_Your goal_
Write the next part of the court opinion on the motorbus collision appeal, beginning right after its final sentence.

Decided: February 27, 1934

Bart F. Wade, of Los Angeles, for appellants. Redwine & Redwine and Donald M. Redwine, all of Hollywood, for respondent.

The action was brought by the plaintiff to recover damages on account of injuries which resulted from a collision between an automobile driven by the plaintiff and a motorbus operated by defendant Boles, driver for the defendant corporation. At the time of the accident the two vehicles were traveling in the same direction, and the motorbus hit the right–hand side of the back part of the plaintiff's car.

The stated grounds of appeal, as shown by appellants' opening brief, are that the evidence is insufficient to support the verdict, and, particularly, that the plaintiff was guilty of contributory negligence as a matter of law. The cause came before us on motion by respondent to dismiss the appeal or affirm the judgment upon the grounds that the appeal was taken for delay only, and that the questions upon which the decision rests are so unsubstantial as to need no further argument.

At the hearing of the motion, the motion was granted and the judgment affirmed. This memorandum of opinion is filed as a more formal statement of the grounds of decision.

_Dataset records_
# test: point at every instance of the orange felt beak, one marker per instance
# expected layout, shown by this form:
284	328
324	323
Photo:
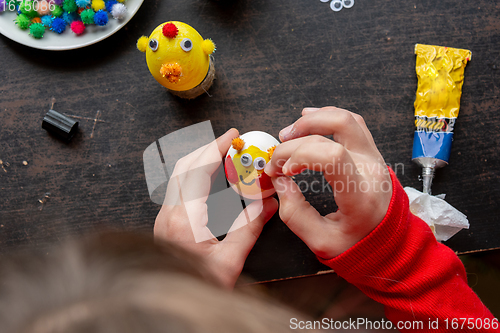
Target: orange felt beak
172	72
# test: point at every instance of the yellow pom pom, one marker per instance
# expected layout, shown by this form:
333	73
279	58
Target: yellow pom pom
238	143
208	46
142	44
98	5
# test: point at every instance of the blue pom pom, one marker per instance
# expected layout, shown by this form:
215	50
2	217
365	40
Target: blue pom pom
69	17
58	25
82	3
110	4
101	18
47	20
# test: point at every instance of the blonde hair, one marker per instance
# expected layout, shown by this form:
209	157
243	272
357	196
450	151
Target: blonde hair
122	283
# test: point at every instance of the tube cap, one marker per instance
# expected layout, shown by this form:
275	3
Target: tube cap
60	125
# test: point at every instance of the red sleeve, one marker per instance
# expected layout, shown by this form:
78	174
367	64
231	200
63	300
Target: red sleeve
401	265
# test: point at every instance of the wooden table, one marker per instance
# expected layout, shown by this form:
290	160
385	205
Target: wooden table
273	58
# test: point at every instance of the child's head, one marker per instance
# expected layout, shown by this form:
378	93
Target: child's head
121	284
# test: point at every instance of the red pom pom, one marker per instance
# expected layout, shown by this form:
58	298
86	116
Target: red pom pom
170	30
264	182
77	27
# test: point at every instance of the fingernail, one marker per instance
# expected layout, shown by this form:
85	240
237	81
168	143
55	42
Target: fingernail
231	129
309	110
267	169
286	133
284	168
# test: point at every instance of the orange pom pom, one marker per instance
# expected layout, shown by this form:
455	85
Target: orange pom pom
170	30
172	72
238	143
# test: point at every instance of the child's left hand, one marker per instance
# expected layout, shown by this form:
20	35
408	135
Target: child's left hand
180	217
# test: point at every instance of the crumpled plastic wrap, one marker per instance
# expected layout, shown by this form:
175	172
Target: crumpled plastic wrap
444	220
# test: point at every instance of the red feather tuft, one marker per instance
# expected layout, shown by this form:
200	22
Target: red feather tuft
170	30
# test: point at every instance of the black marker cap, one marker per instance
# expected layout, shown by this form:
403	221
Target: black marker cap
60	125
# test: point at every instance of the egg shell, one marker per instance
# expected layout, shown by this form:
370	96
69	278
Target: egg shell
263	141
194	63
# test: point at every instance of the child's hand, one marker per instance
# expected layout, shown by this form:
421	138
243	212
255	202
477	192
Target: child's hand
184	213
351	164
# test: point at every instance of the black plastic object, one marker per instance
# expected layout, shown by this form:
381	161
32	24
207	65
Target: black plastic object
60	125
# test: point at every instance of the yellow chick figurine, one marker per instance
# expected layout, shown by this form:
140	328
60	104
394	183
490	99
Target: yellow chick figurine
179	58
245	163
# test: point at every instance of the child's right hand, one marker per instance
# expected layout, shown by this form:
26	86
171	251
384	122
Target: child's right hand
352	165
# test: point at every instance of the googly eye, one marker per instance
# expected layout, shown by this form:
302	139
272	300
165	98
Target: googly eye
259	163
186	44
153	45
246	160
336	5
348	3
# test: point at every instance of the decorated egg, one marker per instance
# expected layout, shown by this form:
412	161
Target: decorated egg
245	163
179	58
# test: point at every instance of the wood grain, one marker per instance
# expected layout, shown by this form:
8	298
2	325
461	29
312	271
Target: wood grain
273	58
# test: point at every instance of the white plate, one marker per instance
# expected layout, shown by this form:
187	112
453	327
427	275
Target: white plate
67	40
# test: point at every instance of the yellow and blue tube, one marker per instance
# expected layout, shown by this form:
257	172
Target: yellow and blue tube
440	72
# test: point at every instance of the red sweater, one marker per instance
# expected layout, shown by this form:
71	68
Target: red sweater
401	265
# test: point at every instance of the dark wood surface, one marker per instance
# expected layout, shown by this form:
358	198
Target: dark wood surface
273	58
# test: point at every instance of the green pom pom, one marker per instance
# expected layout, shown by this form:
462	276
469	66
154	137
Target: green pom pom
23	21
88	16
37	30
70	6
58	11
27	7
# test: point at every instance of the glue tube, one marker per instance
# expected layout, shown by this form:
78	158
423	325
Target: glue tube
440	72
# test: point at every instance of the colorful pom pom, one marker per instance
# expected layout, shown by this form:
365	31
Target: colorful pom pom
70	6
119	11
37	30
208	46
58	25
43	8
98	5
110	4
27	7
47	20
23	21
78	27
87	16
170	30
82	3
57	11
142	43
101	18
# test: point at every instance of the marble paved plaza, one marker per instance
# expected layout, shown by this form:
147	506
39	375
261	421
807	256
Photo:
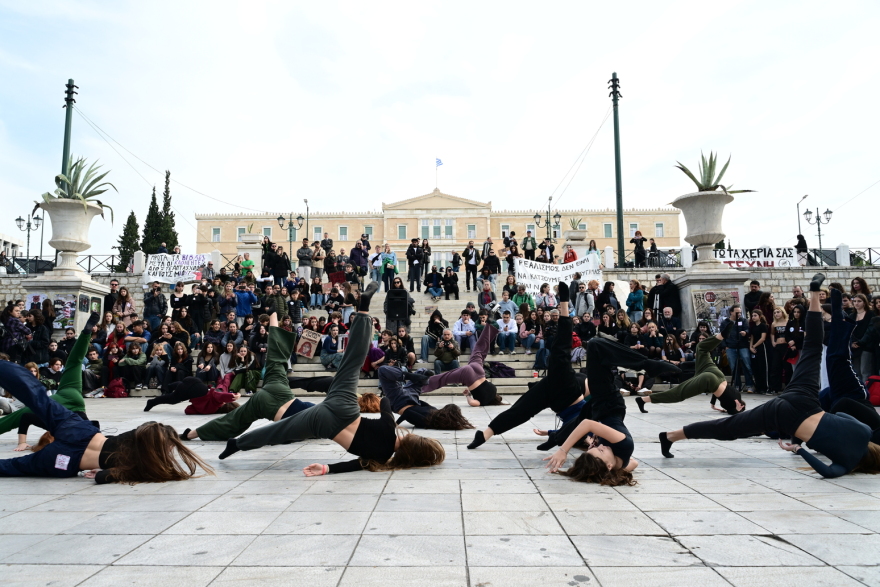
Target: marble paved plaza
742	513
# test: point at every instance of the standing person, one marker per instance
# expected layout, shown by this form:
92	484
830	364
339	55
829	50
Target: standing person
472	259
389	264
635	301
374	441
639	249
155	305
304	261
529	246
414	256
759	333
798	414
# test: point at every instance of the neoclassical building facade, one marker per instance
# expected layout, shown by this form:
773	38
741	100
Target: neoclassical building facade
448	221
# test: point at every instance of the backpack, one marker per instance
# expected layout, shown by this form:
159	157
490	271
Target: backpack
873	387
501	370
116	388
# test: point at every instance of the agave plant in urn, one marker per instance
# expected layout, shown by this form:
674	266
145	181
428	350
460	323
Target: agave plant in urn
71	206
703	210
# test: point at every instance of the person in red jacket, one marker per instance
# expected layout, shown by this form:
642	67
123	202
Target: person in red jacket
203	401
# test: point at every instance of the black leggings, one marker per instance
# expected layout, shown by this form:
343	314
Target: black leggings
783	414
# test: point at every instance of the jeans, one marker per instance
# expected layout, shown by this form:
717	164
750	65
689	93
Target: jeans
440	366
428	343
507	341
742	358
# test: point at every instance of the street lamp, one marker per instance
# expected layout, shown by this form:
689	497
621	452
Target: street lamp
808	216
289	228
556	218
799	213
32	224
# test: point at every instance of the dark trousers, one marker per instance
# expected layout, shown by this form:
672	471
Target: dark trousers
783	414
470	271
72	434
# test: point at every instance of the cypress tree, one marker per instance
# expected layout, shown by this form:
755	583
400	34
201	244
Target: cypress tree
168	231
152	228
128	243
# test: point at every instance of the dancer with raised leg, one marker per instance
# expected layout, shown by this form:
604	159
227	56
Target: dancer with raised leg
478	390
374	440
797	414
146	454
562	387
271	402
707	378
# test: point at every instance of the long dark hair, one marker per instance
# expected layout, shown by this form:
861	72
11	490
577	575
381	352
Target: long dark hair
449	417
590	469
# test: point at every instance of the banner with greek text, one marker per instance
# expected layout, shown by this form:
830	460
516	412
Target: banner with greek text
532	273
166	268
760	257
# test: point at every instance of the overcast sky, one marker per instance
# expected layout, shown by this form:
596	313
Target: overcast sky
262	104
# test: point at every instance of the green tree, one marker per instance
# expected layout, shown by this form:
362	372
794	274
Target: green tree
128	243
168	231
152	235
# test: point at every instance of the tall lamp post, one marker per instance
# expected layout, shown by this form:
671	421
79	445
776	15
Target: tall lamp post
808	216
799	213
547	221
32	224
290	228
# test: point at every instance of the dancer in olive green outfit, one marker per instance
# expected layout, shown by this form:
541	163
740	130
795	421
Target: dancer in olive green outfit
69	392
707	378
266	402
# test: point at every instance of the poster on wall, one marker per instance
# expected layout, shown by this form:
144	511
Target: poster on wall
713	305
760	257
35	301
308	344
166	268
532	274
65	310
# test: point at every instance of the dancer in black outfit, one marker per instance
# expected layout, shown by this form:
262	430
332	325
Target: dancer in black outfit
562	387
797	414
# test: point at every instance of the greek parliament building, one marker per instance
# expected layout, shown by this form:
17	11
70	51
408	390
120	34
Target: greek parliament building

_Answer to this problem_
The evidence clearly shows that the accident and injury resulted from negligence of the defendant in the operation of its motorbus. On the question of contributory negligence, the contention of appellants is that the conduct of plaintiff in the moments immediately preceding the collision amounted to contributory negligence in that it constituted a violation of section 130(a) of the California Vehicle Act (St. 1923, p. 558, § 130(a), as amended by St. 1925, pp. 412, 413), wherein it is provided that “the driver of any vehicles upon a public highway before * * * turning * * * such vehicle shall first see that such movement can be made in safety. * * *” Conceding, without deciding, that there was some evidence from which the jury might have found that the plaintiff did not use due care under the circumstances existing at the time in question, we think that the evidence was at least equally open to the inference and proper finding that the plaintiff was not negligent. It seems unnecessary to set forth a new digest of the record in order to justify this conclusion.